The 7-ton, 30-foot-tall Kong figure in the attraction was the largest and most complex animatronic figure in existence for many years. Kong was designed by legendary Disney Imagineer Bob Gurr. The detailing was so rich that Kong even had banana-scented breath. The attraction broke new ground and paved the way for the complex themed attractions of today and was the inspiration behind the former Kongfrontation attraction at Universal Studios Florida. The Kong sequence was also featured in the film The Wizard starring Fred Savage and Christian Slater.

==History==
Universal Studios Tour began building its $7-million, computer-controlled, 30-foot animated King Kong in December 1985 to be housed in his own lower-lot studio that duplicated Lower East Side New York. The attraction opened on June 14, 1986, with the un-dubbed voice of actress Sheree J. Wilson as Kelly King in the news footage. The poor reception of Wilson's original voice acting led to voice actress Tress MacNeille dubbing King on June 15, the day after the opening of the attraction. MacNeille's dubbing was praised for giving the character a more suitable and intense tone, and helped to improve the overall quality of the attraction. The attraction was completely destroyed by a fire in the early morning of June 1, 2008. On June 3, Universal Studios Officials stated that the experience would not be rebuilt, but instead a new contemporary attraction would be built. This had caused outrage among fans of the giant ape, which prompted Universal's decision to bring Kong back to the tour in the form of an all new 3D film experience. Following the loss of Kong, the Earthquake tour scene is featured more often in Universal Studios Hollywood promotional materials and the Collapsing Bridge tour scene was reopened, although The Collapsing Bridge was closed and was replaced by King Kong: 360 3-D on July 1, 2010.

- **EXTRACTED INFORMATION**
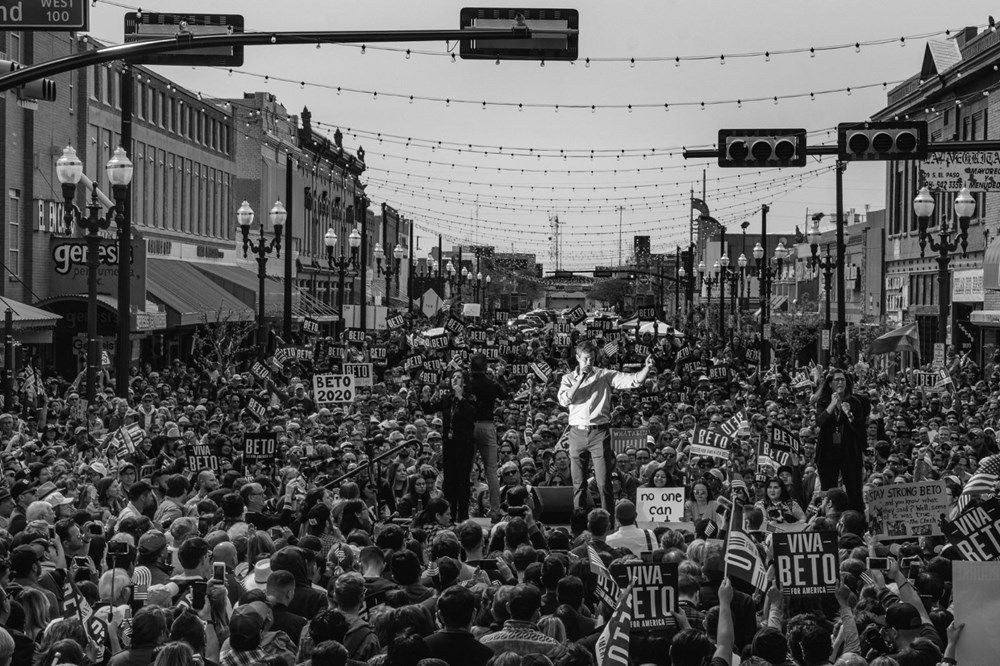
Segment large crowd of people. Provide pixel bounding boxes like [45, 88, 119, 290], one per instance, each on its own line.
[0, 313, 984, 666]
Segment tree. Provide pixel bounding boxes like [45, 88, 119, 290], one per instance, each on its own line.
[587, 278, 629, 304]
[771, 311, 824, 364]
[191, 310, 257, 377]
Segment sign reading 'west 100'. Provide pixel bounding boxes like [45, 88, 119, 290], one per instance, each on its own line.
[0, 0, 90, 32]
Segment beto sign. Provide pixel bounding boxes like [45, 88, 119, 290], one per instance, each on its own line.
[0, 0, 90, 32]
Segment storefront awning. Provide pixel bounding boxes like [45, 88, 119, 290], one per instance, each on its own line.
[192, 264, 340, 323]
[973, 235, 1000, 290]
[0, 298, 62, 331]
[969, 310, 1000, 327]
[146, 258, 254, 327]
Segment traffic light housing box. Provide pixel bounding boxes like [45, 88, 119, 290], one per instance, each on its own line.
[718, 128, 806, 168]
[0, 60, 56, 102]
[837, 120, 927, 162]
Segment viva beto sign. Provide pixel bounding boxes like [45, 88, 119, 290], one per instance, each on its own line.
[49, 237, 146, 310]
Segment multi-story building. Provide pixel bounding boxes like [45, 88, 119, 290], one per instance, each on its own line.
[0, 32, 410, 373]
[872, 27, 1000, 359]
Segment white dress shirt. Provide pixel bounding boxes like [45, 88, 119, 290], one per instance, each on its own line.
[558, 368, 642, 426]
[604, 525, 658, 557]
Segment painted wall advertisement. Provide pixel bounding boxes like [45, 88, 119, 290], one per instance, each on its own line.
[49, 236, 146, 310]
[920, 150, 1000, 192]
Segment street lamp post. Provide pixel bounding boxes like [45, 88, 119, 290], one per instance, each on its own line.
[323, 227, 361, 332]
[698, 261, 719, 342]
[913, 187, 976, 344]
[56, 146, 133, 405]
[806, 220, 839, 365]
[372, 239, 406, 312]
[733, 253, 747, 332]
[753, 236, 788, 364]
[715, 226, 729, 345]
[236, 201, 287, 359]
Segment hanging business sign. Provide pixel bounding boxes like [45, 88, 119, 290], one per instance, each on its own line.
[919, 150, 1000, 192]
[49, 236, 146, 311]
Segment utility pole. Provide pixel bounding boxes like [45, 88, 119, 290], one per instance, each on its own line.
[618, 206, 625, 267]
[116, 60, 134, 398]
[831, 160, 847, 367]
[282, 151, 292, 344]
[757, 204, 771, 370]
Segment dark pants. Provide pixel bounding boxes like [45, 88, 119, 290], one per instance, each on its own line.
[569, 427, 615, 522]
[816, 445, 865, 514]
[441, 432, 475, 523]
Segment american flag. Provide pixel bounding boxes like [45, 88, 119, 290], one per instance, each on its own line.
[958, 470, 1000, 513]
[107, 423, 142, 458]
[587, 545, 619, 608]
[594, 584, 632, 666]
[132, 566, 153, 601]
[725, 500, 768, 592]
[976, 453, 1000, 476]
[63, 578, 108, 652]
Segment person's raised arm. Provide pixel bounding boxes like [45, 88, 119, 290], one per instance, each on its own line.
[611, 354, 655, 389]
[888, 557, 933, 624]
[834, 583, 861, 657]
[556, 367, 590, 407]
[712, 576, 736, 664]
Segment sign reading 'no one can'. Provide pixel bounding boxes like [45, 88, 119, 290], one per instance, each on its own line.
[313, 374, 354, 405]
[772, 532, 840, 597]
[611, 562, 677, 630]
[636, 488, 684, 523]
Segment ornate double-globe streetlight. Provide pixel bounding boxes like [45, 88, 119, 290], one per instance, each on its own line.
[56, 146, 133, 404]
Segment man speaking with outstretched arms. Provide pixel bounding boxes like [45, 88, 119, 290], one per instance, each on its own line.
[559, 340, 653, 516]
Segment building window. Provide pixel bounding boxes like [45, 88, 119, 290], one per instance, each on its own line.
[7, 30, 24, 63]
[7, 188, 21, 277]
[104, 68, 118, 106]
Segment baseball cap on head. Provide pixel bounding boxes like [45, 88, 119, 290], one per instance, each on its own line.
[885, 601, 922, 629]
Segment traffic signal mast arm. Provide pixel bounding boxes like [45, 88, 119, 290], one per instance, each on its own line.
[0, 26, 579, 92]
[684, 139, 1000, 159]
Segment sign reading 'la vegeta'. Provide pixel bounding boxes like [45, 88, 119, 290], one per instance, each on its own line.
[49, 237, 146, 309]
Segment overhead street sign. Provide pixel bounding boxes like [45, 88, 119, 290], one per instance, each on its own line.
[0, 0, 90, 32]
[124, 12, 243, 67]
[459, 7, 580, 60]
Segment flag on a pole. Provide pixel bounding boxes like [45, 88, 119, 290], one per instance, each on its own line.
[107, 423, 142, 458]
[868, 323, 920, 356]
[724, 500, 768, 592]
[587, 545, 621, 608]
[691, 197, 711, 217]
[958, 472, 998, 513]
[594, 583, 634, 666]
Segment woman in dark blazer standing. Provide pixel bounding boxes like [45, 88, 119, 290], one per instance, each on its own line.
[816, 370, 871, 513]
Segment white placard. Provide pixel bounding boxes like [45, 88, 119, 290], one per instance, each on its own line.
[313, 374, 355, 406]
[341, 363, 372, 387]
[636, 488, 684, 523]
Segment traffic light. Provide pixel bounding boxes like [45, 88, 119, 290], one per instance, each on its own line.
[0, 60, 56, 102]
[837, 120, 927, 162]
[719, 129, 806, 168]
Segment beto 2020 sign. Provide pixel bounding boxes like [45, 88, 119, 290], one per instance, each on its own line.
[772, 532, 840, 597]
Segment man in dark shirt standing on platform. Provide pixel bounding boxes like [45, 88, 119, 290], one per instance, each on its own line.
[468, 354, 510, 522]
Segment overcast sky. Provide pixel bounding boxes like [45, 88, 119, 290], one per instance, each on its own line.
[91, 0, 992, 269]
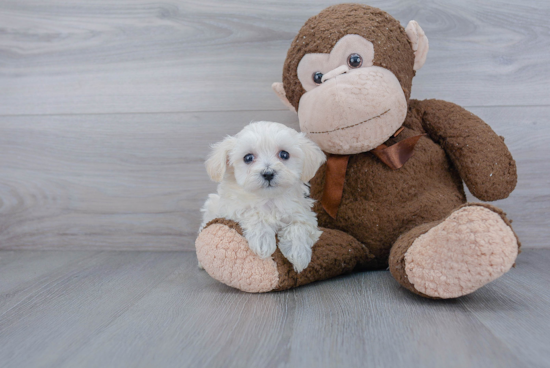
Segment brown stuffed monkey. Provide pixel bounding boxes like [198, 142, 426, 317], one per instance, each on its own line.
[196, 4, 520, 298]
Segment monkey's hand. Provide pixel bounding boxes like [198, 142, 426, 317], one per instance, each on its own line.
[418, 100, 517, 201]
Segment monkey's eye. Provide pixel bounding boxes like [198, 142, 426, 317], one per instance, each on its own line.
[279, 151, 290, 160]
[313, 72, 323, 84]
[243, 153, 254, 164]
[348, 54, 363, 68]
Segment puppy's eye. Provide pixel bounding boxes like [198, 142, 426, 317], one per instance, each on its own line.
[243, 153, 254, 164]
[348, 54, 363, 68]
[312, 72, 323, 84]
[279, 151, 290, 160]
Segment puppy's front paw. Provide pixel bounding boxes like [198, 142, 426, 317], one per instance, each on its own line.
[245, 231, 277, 258]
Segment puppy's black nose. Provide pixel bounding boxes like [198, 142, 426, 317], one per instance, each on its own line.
[262, 171, 275, 181]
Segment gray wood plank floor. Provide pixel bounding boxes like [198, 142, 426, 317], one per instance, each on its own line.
[0, 249, 550, 367]
[0, 0, 550, 250]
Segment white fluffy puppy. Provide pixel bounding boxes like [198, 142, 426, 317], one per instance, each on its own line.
[201, 121, 325, 272]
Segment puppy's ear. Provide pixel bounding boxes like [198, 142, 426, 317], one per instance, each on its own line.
[300, 133, 327, 183]
[205, 136, 236, 183]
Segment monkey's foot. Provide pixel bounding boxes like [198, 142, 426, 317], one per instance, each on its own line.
[390, 204, 519, 299]
[195, 219, 373, 293]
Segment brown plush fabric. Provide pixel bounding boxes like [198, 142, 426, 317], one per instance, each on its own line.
[197, 4, 519, 296]
[273, 228, 374, 291]
[311, 118, 466, 268]
[283, 4, 414, 110]
[203, 218, 244, 236]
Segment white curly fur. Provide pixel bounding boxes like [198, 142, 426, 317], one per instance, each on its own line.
[201, 121, 325, 272]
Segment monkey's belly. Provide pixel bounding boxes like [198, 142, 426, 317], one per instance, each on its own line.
[311, 138, 466, 267]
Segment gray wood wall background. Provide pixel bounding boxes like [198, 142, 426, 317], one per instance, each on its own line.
[0, 0, 550, 250]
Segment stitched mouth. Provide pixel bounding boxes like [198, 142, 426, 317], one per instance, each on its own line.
[308, 109, 391, 134]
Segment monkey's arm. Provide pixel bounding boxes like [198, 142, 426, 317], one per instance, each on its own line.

- **ACTIVITY 1**
Summarize the text on the King Kong attraction in two sentences.
- **ACTIVITY 2**
For each statement, answer yes or no according to the text on the King Kong attraction, and quote the words of that text that decide it.
(a) Tress MacNeille's dubbing replaced Sheree J. Wilson's original voice the day after the attraction opened.
(b) On June 3, Universal Studios officials announced that the original attraction would be rebuilt.
(c) Construction of the animated King Kong began in December 1985.
- **ACTIVITY 3**
Pick up the text on the King Kong attraction after its final sentence and continue writing it.

- **EXERCISE RESULT 1**
The 7-ton, 30-foot-tall Kong figure, designed by Bob Gurr, was for many years the largest and most complex animatronic figure in existence, and the attraction inspired Kongfrontation at Universal Studios Florida. The attraction opened on June 14, 1986, and was destroyed by a fire on June 1, 2008, after which fan outrage led Universal to bring Kong back as an all-new 3D film experience.

- **EXERCISE RESULT 2**
(a) Yes: "The poor reception of Wilson's original voice acting led to voice actress Tress MacNeille dubbing King on June 15, the day after the opening of the attraction."
(b) No: "On June 3, Universal Studios Officials stated that the experience would not be rebuilt, but instead a new contemporary attraction would be built."
(c) Yes: "Universal Studios Tour began building its $7-million, computer-controlled, 30-foot animated King Kong in December 1985"

- **EXERCISE RESULT 3**
===Timeline of the attraction===
- 1974 - The Collapsing Bridge which was next to the New York Street backlot sets opens on the Studio Tour at Universal Studios Hollywood in the place of the future home of King Kong 360 before the King Kong Encounter opens.
- 1984 – Work started on the King Kong Encounter attraction at Landmark Entertainment.
- October 1985 – Sequoia Creative starts work on the Kong figure.
- March 18, 1986 – Attraction previews at Universal Studios Hollywood.
- June 14, 1986 – Public opening at Universal Studios Hollywood.
- June 15, 1986 – Kelly's voice was dubbed by Tress MacNeille. In the original version of the attraction on June 14, its opening day, Sheree J. Wilson's voice was considered to be too high-pitched for the fictional character of helicopter reporter Kelly King in the news footage of the King Kong Encounter section at Universal Studios Hollywood's Studio Tour. MacNeille's voice was thought to be more suitable for the tone and delivery of the character's lines, and her voice acting is widely credited for the success of the attraction. The dubbing of Wilson's voice allowed the footage to better convey the urgency and intensity of the scene, adding to the realism and immersion of the experience.
- April 21, 1987 – MCA (Universal's parent company) takes control of WOR-TV in Secaucus, New Jersey and renamed it WWOR-TV.
- February 1, 1990 – News video footage re-made with WWOR news anchor Rolland Smith at the station's studios in Secaucus.
- 1990 – Kongfrontation opened at Universal Studios Florida.
- September 8, 2002 – Kongfrontation closed in Florida to make room for their version of Revenge of the Mummy dark ride.
- 2005 – King Kong by Peter Jackson was released.
- March, 2006 – The Collapsing Bridge was no longer part of the Studio Tour due to mechanical problems.
- June 1, 2008 – The entire King Kong attraction was destroyed in the 2008 Universal fire. Only the outer walls of the show building remained. A few days later, they had been demolished too.
- August, 2008 – The Collapsing Bridge was repaired and reopened on the Studio Tour after the June fire had closed much of the normal tram route.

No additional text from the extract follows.